__Task objective__
Without the pictures, give the records again exactly as they appear.

[Records from a dataset]
········

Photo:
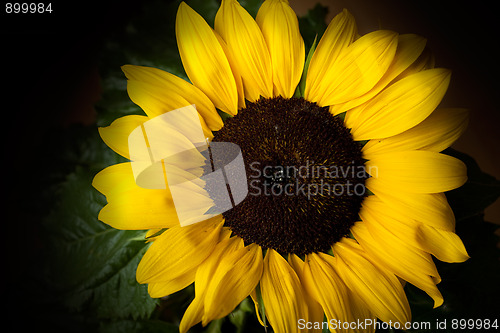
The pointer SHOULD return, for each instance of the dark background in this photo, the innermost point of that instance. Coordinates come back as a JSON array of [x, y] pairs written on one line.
[[49, 65], [52, 75]]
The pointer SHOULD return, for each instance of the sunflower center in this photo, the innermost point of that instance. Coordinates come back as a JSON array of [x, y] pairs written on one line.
[[305, 175]]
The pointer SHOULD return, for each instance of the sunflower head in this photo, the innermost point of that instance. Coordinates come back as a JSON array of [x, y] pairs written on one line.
[[341, 152]]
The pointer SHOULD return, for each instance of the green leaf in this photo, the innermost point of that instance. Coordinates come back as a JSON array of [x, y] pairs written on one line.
[[138, 326], [93, 265], [301, 88]]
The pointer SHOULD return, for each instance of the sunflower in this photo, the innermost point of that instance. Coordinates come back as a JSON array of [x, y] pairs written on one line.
[[342, 152]]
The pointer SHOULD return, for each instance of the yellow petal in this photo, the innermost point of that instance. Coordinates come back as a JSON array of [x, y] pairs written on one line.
[[238, 274], [157, 92], [394, 234], [204, 59], [204, 273], [401, 106], [325, 286], [444, 245], [115, 179], [192, 315], [164, 288], [116, 135], [436, 133], [428, 208], [357, 69], [381, 291], [178, 251], [418, 171], [409, 48], [340, 33], [393, 257], [131, 207], [282, 294], [247, 48], [280, 28]]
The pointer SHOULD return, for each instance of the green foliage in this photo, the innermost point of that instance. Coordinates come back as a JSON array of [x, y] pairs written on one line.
[[89, 274]]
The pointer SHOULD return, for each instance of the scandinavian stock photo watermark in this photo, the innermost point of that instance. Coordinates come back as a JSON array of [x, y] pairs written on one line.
[[172, 151], [309, 179]]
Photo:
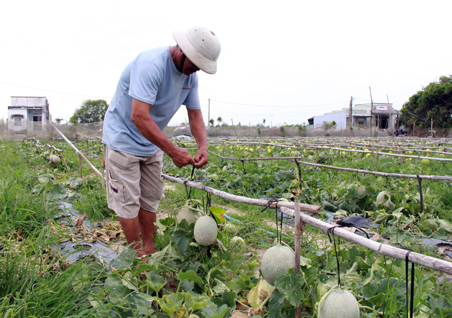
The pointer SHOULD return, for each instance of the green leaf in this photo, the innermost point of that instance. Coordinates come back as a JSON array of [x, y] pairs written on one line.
[[155, 281], [275, 304], [213, 311], [189, 275], [125, 259], [292, 285], [45, 178]]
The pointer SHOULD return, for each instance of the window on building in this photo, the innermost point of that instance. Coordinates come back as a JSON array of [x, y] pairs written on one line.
[[17, 119]]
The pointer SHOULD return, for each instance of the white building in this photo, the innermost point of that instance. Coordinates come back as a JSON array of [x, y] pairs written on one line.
[[28, 114], [383, 116]]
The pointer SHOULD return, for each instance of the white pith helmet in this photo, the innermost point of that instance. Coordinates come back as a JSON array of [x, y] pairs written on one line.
[[201, 46]]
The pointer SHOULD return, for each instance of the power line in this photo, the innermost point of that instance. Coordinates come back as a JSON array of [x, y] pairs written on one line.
[[278, 106], [46, 90]]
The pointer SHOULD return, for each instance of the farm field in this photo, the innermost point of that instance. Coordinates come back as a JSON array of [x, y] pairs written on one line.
[[221, 280]]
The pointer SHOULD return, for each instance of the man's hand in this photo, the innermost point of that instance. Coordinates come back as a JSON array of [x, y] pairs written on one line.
[[181, 157], [201, 157]]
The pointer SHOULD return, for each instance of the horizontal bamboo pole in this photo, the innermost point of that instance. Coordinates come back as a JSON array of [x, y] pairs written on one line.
[[77, 151], [384, 174], [303, 207], [384, 249]]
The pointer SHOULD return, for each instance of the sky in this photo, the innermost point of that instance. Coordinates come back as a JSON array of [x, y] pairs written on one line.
[[281, 61]]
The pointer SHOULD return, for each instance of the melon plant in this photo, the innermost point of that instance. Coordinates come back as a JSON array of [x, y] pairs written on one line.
[[338, 303], [276, 257], [55, 159], [381, 197], [205, 230], [185, 214]]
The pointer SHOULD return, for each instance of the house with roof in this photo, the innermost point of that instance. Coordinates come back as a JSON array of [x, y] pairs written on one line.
[[382, 115], [28, 114]]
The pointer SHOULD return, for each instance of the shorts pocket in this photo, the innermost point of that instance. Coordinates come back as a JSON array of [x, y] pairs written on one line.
[[116, 188], [119, 159]]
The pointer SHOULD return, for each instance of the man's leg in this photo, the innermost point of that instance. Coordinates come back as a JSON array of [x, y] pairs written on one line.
[[131, 229], [146, 221]]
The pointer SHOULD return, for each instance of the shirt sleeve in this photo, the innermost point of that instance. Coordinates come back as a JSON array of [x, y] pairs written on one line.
[[145, 79], [192, 100]]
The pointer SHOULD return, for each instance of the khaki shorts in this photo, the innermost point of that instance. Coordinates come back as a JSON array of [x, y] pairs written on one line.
[[133, 182]]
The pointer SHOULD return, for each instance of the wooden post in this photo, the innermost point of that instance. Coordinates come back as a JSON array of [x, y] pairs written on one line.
[[421, 198], [297, 232], [376, 158], [80, 164]]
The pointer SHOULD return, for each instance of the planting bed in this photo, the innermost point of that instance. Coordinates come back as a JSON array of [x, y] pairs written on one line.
[[220, 280]]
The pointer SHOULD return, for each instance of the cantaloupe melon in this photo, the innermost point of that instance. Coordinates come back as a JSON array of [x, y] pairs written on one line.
[[381, 197], [361, 192], [185, 214], [338, 303], [205, 230], [275, 258]]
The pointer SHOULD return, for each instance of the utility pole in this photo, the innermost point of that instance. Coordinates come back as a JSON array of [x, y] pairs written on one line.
[[371, 112], [350, 113]]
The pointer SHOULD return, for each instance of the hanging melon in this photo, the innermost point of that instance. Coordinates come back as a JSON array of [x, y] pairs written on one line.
[[381, 197], [275, 258], [338, 303], [185, 214], [205, 231], [55, 159]]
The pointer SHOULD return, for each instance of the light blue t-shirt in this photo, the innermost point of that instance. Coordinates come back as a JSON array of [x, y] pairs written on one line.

········

__Solution for this task__
Photo:
The pointer SHOULD return, for each instance of the dark background in this photo, the innermost point of that instance. Coordinates come back as a JSON array of [x, y] pairs written on one line.
[[49, 65], [52, 75]]
The pointer SHOULD return, for each instance of the sunflower center in this photo, the innermost point of that instance. Coordinates come back as a JSON array of [x, y] pairs written on one line.
[[305, 175]]
The pointer SHOULD return, for each instance of the sunflower head in this photo, the innermost point of that instance. Coordinates come back as a JSON array of [x, y] pairs written on one line.
[[341, 152]]
The pointer SHOULD return, for each instance of the green leaf in this photo, the innermost point of that instance. Coordinates come back as a JSON array of [x, y] pairs written on one line.
[[138, 326], [93, 265], [301, 88]]
The pointer SHOULD return, for each instance of the sunflower in this photo, the innermost point of that instance. Coordinates come back as a JSON array of [x, y] pairs written on one line.
[[342, 152]]
The pointer SHOULD return, for each instance of the yellow petal in this photo, the innermost point of that instance. Coordinates come back as a JSON array of [x, y] pairs written on one line.
[[238, 274], [157, 92], [394, 234], [204, 59], [204, 273], [401, 106], [325, 286], [444, 245], [115, 179], [192, 315], [164, 288], [116, 135], [436, 133], [428, 208], [357, 69], [381, 291], [178, 251], [418, 171], [409, 48], [340, 33], [393, 257], [131, 207], [282, 294], [247, 48], [280, 28]]
The pointer SHOULD return, for each instance of the green foliage in this photo, the innermost point of that instance. Coordinates come back as a JSON array of [x, y] pairs written on one line.
[[89, 274]]
The pointer SHOULD return, for each instance of the scandinavian stock photo watermark in this photo, the innermost point of that instance. Coordinates come back as a JSON array of [x, y] pairs written on one line.
[[172, 151], [309, 179]]
Photo:
The pointer SHOULD return, for each instance of the green leaf in this photo, the innermost point of that instance. Coordinates come back as a JSON array of [x, y] pairs written on one line.
[[155, 281], [275, 304], [213, 311], [189, 275], [125, 259], [292, 285], [45, 178]]
The pointer SHOULD return, for each instance of the window on building in this photo, the innermost point of that instance. Coordinates come back as a JSON array of [x, y] pairs written on one line.
[[17, 119]]
The pointer SHOULD return, for each instance of the white building in this photo, the innermost point of that instance. Coordinates come back as a JSON array of [x, y] pairs written on one line.
[[28, 114], [383, 116]]
The pointer SHOULD return, for each instance of the white pith helmet in this photo, the innermost point of that instance. Coordinates come back as a JSON array of [x, y] pairs written on one line.
[[201, 46]]
The pointer SHOULD return, for each instance of the power line in this photo, the innermost point of that instance. Coordinates come back as a JSON array of [x, y] pairs written on one line.
[[278, 106], [46, 90]]
The pointer SHOULD return, for each instance of the farm field in this photo, the innermost point of that instance. Coordinates come back as a JSON array of [x, y] pairs written on one line.
[[221, 280]]
The pointer SHOULD return, for each instance of the man's hand in this photo, the innermost point of that instance. Coordinates come back as a JSON array of [x, y] pairs written on one line.
[[181, 157], [201, 157]]
The pointer SHOULD return, for each instance of the horizontal bamboo pole in this photo, the innermost point of that instance. Coordinates come back as a JSON array of [x, y] pairs written on one line.
[[77, 151], [384, 174], [303, 207], [384, 249]]
The pointer SHOULD return, for each instance of the sky in this photo, the innermost point of that instance. Coordinates come back as a JSON array of [x, y] pairs written on one line.
[[281, 61]]
The pointer SHOULD return, for each instance of the melon plant in this photo, the innermost point of that instance. Coordinates come back as a JSON array of [x, y] pairs written on one line.
[[338, 303], [276, 257], [55, 159], [381, 197], [205, 230], [185, 214]]
The pointer SHOULD return, for each instance of the house with roof in this photo, the innermost point of that instance. Coordinates come back as a JSON array of [x, y] pairs written on one line.
[[382, 115], [28, 114]]
The pointer SHOULD return, for each instance of the shorts pocket in this photo, the innermost point of that instance. Coordinates come back as a JSON array of [x, y] pairs written on one line.
[[116, 188], [119, 159]]
The pointer SHOULD return, for each instance of the man's leg in this photo, the innermost point of that instance. Coordinates come back as a JSON array of [x, y] pairs written on one line.
[[131, 229], [146, 221]]
The pointer SHOULD return, for each instance of the shirt sleeve in this photo, the innermost point of that instance. Coordinates come back as a JSON array of [x, y] pairs written on one line.
[[145, 79], [192, 100]]
The pointer SHOULD return, for each instance of the khaki shorts in this photo, the innermost point of that instance. Coordinates come back as a JSON array of [x, y] pairs written on one line.
[[133, 182]]
The pointer SHOULD return, for each instance of the wooden post in this photo, the innermost point of that instance. Coordinates come back as a JSON array of [x, y] pairs written on one line.
[[421, 198], [297, 232], [376, 158], [80, 164]]
The pointer SHOULD return, for each instance of the planting bed in this photo, the innermost point of that instance. Coordinates come back as a JSON array of [x, y] pairs written on one line.
[[220, 280]]
The pointer SHOULD return, for each instance of the cantaloupe melon in this photo, the innermost point of that instance. Coordinates come back as a JSON array of [x, y] pairs written on one line.
[[381, 197], [361, 192], [185, 214], [338, 303], [205, 230], [275, 258]]
The pointer SHOULD return, for each instance of the utility pole in this photo, the innermost point of that instance. Coordinates come back as a JSON array of [x, y] pairs written on one line.
[[371, 112], [350, 113]]
The pointer SHOULD return, for each instance of the hanging melon in this photo, the innermost point of that instance. Coordinates come back as a JSON array of [x, y] pairs written on one line.
[[381, 197], [275, 258], [338, 303], [185, 214], [205, 231], [55, 159]]
The pointer SHOULD return, for each instance of the light blue t-shirt in this photo, the innermost point of that instance. Coordinates come back as a JSON array of [x, y] pairs written on one line.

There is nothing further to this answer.